GIVEN TASK A: Output the lines of the records as a JSON list of strings with one string per line, skipping blank lines and leaving out the pictures. Begin at the line that contains "Q: Please detect the roof" and stop at the end of the records.

PASSAGE SHOWN:
·····

Sermon.
St Michael and All Angels, Little Ilford
Advent
4 (Year C)
Isaiah
7.10-16; Matthew 1.18-25
Among
the things that are haunting me is... How... Trump? How Trump? I
probably don't need to say any more. I'm speaking about the President
Elect of the USA and how he got to be that. Well, one line among the
commentators is that some took Trump literally, and some took
him seriously.
- Those who took him literally saw a man of misogyny, racism, treason indeed and voted against him.
- Those who took him seriously heard him as a change-maker, and they voted for him, as they wanted change above all else.
Personally,
I doubt that works (though it would be nice in some ways if it were
that). But! But it's a good distinction to make - when it comes to
today's readings.
Let's
be clear about the difference.
- To take a statement literally is to understand each of the words in their simplest, plainest most obvious sense. Nothing can 'stand for' something else. If you say 'it's literally raining cats and dogs' you can only mean furry animals are falling from the sky, woofing and miaowing as they fall.
- On the other hand, to take a statement seriously is to look at it as a whole, and think about what the speaker meant in the whole string of words. So someone can't literally have meant 'it's literally raining cats and dogs'. I take that statement seriously as meaning: 'it's raining very heavily'.

·····

GIVEN TASK B: Write what comes next in the sermon on taking statements literally versus seriously, starting after its final sentence.

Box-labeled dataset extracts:
·····

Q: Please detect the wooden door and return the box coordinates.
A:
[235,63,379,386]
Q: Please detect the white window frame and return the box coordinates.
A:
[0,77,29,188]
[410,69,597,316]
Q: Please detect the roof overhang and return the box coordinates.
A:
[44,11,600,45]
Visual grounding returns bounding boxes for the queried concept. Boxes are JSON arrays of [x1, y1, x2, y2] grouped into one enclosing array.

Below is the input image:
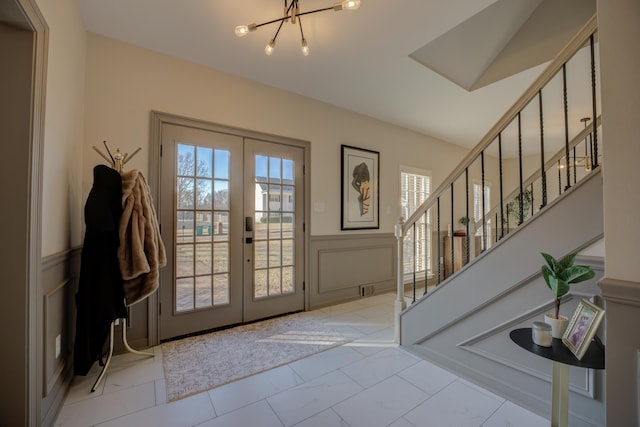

·····

FINAL RESULT A:
[
  "Q: Please detect the roof overhang and return the box coordinates.",
  "A:",
  "[44,11,600,45]",
  "Visual grounding returns bounding boxes for the queried concept. Boxes are JSON arrays of [x1, y1, x2, y2] grouped into one enclosing array.",
  "Below is the input image:"
]

FINAL RESULT B:
There
are of course Christians - many millions of them perhaps - who think
(or think they think) that to take the Bible seriously, you must take
the Bible literally. A literal and a serious reading of the Bible are
the same thing, they'd say. But today is one of the many occasions
when they are – not to be unduly diplomatic about it – proved
wrong.
Take
the Gospel. Matthew tells us that Jesus' birth is to fulfil Isaiah's
prophecy
'the
virgin shall conceive and bear a son, and they shall name him
Emmanuel'.
Literally
- taking this prophecy literally - this does not happen. This passage
is clear. The child is, we know, called Jesus. Not Emmanuel. If you
say: 'But surely his other name (middle name, nickname, whatever) was
Emmanuel', I'd say: When? Where is the evidence? When is Jesus ever
called Emmanuel?' You'll have guessed the answer is never. If we try
to read Matthew today literally, we tie ourselves in knots. The text
denies us. The prophecy is of a child called Emmanuel; The
fulfilment is a child called Jesus.
But
it gets worse for the literalists. Go back to the first reading, and
you'll see that Isaiah actually says 'the young woman is with child
and shall bear a son'. Young woman, not virgin. There
is no implication here of a virgin birth. This is because the
first reading we have looks to the classic Hebrew text. But
Matthew was almost certainly looking instead to an ancient Greek
translation. In that Greek translation, the word for virgin is indeed
found. But the people that want to take the Bible literally (or think
they want to take the Bible literally) tend not to value the Greek
translation, but stick to the Hebrew. So they have another problem.
And
such problems as these happen time and time again, whenever anyone
one tries to take the Bible literally. What about: 'If your right
hand causes you to sin, cut it off'. What about: 'Leave the dead to
bury the dead?' Which Christian community has ever taken these
phrases 'literally'?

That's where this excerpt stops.